[DOCUMENT TEXT start]

Getting Ready for 2010: Planning in a Recession - Guest Post by Barrett Sydnor

Today's guest post addressing preparing for 2010 comes from Barrett Sydnor, one of the first guest authors ever on Brainzooming back in early 2008. I've worked with Barrett on various strategic planning projects over the past 15 years, including quite a bit of quantitative industry analysis and supply/demand forecasting.

Today, he's addressing the right marketing stance to have during and coming out of a recession:

Fortune Favors the Bold.

The Roman playwright Terence wrote that in the 2nd century BC, though Virgil often gets credit because a similar line later appears in the Aeneid. Terence was probably talking about the military strategy of some emperor, but it turns out that the sentiment applies to businesses—small and large—as they face figuring out how to plan for 2010.

[DOCUMENT TEXT end]

- _GIVEN EXERCISE A_
Name every person the article on planning in a recession mentions by name.
The data entries below are independent of the article above and unrelated to it.

[INPUT DATA start]

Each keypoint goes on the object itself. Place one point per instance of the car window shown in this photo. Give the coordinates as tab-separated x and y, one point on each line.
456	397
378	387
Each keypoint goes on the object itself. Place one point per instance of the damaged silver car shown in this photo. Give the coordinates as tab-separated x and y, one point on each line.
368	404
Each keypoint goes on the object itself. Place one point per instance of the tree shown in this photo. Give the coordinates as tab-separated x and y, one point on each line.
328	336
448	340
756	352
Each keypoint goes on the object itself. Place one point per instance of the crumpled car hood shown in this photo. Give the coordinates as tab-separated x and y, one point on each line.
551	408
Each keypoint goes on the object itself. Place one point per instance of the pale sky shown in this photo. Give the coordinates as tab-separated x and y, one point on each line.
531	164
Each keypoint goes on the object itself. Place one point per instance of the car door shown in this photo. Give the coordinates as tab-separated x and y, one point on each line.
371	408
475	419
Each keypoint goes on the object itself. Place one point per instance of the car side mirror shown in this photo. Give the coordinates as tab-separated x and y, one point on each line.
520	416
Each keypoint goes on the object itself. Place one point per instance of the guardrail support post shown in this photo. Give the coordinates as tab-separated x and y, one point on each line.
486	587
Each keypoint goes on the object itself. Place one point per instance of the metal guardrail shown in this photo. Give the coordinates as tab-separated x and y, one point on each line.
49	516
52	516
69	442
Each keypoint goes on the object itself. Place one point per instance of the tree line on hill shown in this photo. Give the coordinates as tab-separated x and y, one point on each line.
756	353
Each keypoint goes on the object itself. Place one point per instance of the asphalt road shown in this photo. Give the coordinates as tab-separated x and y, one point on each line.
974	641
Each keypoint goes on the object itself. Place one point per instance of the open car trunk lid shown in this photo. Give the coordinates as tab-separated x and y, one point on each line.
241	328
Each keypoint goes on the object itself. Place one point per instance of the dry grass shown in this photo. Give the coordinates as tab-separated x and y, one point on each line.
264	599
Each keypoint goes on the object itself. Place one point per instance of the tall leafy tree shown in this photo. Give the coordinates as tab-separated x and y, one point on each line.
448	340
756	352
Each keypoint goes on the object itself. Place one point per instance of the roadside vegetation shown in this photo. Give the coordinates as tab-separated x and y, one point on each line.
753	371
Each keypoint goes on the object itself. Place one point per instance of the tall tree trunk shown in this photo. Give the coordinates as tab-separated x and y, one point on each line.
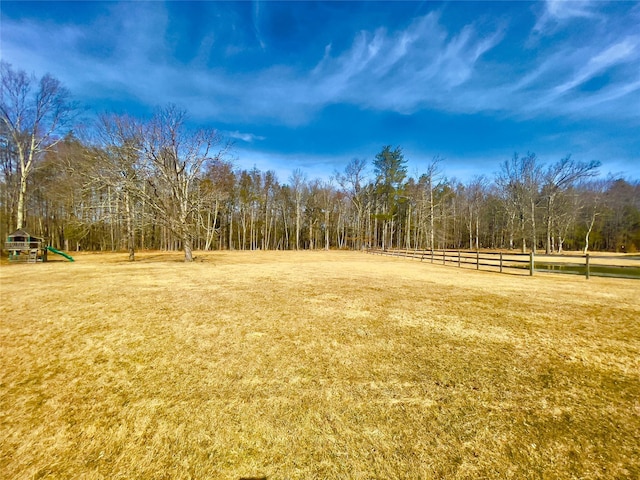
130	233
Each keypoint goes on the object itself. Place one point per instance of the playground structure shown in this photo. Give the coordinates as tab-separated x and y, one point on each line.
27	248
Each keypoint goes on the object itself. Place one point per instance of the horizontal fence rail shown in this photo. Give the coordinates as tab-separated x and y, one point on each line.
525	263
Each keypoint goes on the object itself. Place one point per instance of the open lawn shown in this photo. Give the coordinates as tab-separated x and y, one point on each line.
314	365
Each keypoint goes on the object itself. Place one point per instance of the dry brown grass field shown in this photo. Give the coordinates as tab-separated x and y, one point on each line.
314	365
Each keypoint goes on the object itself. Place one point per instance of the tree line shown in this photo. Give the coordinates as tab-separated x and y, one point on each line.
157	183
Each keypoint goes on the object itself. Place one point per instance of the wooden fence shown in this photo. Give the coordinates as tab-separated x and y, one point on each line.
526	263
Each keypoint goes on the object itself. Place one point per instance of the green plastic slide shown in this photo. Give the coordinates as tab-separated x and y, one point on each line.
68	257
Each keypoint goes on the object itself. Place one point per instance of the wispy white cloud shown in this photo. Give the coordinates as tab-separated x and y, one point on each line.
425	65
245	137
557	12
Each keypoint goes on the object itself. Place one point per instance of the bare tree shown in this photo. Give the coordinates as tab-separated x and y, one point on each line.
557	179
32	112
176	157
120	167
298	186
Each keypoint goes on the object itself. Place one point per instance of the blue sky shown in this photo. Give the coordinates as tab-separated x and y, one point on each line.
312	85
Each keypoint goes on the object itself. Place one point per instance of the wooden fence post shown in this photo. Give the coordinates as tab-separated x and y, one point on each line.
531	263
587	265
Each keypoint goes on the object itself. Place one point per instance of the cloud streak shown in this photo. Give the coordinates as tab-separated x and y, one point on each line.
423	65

[INPUT DATA end]
[INPUT DATA start]

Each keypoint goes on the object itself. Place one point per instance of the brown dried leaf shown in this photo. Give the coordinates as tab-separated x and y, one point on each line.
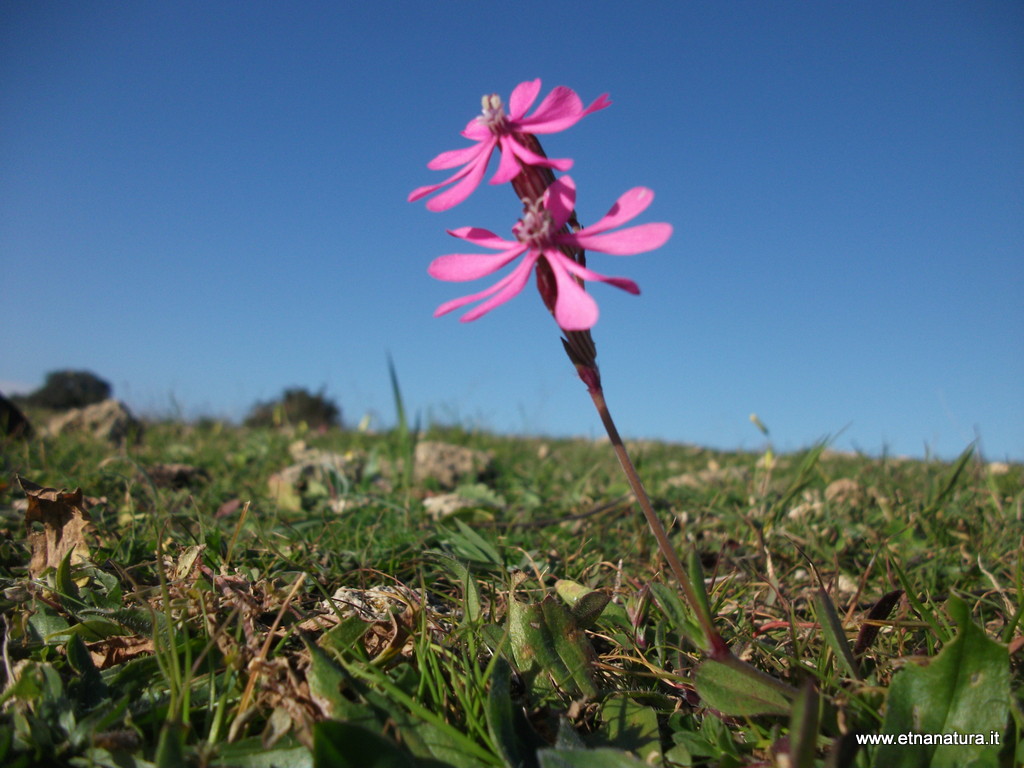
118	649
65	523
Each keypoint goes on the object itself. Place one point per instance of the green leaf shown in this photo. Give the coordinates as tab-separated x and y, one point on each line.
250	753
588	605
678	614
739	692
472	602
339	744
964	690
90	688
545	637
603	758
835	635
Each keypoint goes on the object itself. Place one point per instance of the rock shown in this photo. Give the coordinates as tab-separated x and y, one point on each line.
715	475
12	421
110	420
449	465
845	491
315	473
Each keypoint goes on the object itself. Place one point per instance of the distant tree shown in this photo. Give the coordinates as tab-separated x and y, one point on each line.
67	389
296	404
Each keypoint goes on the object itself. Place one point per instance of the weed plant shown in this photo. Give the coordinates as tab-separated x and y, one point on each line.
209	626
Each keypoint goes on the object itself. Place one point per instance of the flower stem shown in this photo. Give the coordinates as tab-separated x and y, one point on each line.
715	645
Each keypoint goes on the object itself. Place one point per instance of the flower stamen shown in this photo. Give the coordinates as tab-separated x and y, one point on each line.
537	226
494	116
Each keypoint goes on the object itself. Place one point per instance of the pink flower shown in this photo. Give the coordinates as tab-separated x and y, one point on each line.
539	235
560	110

[INPUT DATA end]
[INPUT DATA start]

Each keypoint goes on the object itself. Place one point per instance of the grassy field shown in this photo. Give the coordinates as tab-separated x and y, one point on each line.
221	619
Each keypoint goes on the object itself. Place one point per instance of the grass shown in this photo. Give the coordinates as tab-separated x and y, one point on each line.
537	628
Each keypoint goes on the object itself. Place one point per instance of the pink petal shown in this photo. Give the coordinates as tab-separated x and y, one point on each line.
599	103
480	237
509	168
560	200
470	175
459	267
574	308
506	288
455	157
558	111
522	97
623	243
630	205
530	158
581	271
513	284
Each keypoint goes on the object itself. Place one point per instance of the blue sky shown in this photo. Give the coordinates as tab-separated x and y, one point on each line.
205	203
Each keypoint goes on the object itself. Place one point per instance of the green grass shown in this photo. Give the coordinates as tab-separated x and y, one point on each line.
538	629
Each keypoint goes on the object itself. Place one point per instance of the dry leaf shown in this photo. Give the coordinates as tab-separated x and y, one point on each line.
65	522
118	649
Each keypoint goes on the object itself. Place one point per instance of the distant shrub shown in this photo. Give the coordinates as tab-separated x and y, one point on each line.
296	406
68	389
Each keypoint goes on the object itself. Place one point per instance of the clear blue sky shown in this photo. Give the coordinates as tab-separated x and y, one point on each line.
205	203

[INPUT DATA end]

- _GIVEN EXERCISE B_
Identify each line in the data entries that contains the string "post".

- _EXERCISE RESPONSE A_
Barrett Sydnor, Terence, Virgil

- _EXERCISE RESPONSE B_
Each keypoint goes on the object itself. Place one point per instance of the guardrail support post shown in this photo. Give the coordinates as tab-separated x and y, one point on each line.
Each keypoint goes on the object itself. Place one point per instance of the wooden fence post shown in this photo. Give the coordinates as tab-separated x and y, one point on each line.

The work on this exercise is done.